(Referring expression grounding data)

-*-*-

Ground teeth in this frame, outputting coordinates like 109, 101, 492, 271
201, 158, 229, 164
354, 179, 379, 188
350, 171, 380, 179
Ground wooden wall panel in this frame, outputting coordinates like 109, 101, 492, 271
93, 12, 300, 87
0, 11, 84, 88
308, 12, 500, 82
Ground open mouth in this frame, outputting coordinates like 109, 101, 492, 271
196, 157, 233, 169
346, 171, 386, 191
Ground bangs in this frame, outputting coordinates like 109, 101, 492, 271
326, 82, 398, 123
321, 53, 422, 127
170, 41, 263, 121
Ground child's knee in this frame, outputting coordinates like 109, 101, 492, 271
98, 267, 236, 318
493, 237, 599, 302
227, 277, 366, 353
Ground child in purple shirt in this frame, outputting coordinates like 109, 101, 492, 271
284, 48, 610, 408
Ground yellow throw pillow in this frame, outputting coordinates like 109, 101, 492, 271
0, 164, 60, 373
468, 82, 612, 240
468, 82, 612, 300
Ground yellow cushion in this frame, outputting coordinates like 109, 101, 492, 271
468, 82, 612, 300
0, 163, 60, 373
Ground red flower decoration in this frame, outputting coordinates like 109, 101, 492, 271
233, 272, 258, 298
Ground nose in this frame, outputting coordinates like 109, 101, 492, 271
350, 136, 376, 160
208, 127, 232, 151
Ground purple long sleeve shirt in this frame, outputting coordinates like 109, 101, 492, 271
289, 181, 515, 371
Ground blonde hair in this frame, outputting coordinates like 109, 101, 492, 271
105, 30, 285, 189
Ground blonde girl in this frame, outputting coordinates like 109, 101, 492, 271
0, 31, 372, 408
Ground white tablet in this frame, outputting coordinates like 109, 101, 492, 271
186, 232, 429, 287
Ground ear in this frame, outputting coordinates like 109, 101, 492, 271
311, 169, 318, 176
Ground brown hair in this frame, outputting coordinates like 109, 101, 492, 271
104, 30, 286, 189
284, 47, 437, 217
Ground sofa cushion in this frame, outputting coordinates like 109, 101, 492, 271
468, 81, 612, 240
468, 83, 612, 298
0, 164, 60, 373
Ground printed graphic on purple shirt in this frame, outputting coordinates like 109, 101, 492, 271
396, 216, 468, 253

-*-*-

**What is expected:**
Starting from the line with "Ground printed graphic", write out every remaining line of the data above exactly, the final line included, and nothing before it.

**Reply to the task:**
Ground printed graphic on purple shirt in this frame, outputting coordinates like 109, 101, 492, 271
396, 216, 468, 253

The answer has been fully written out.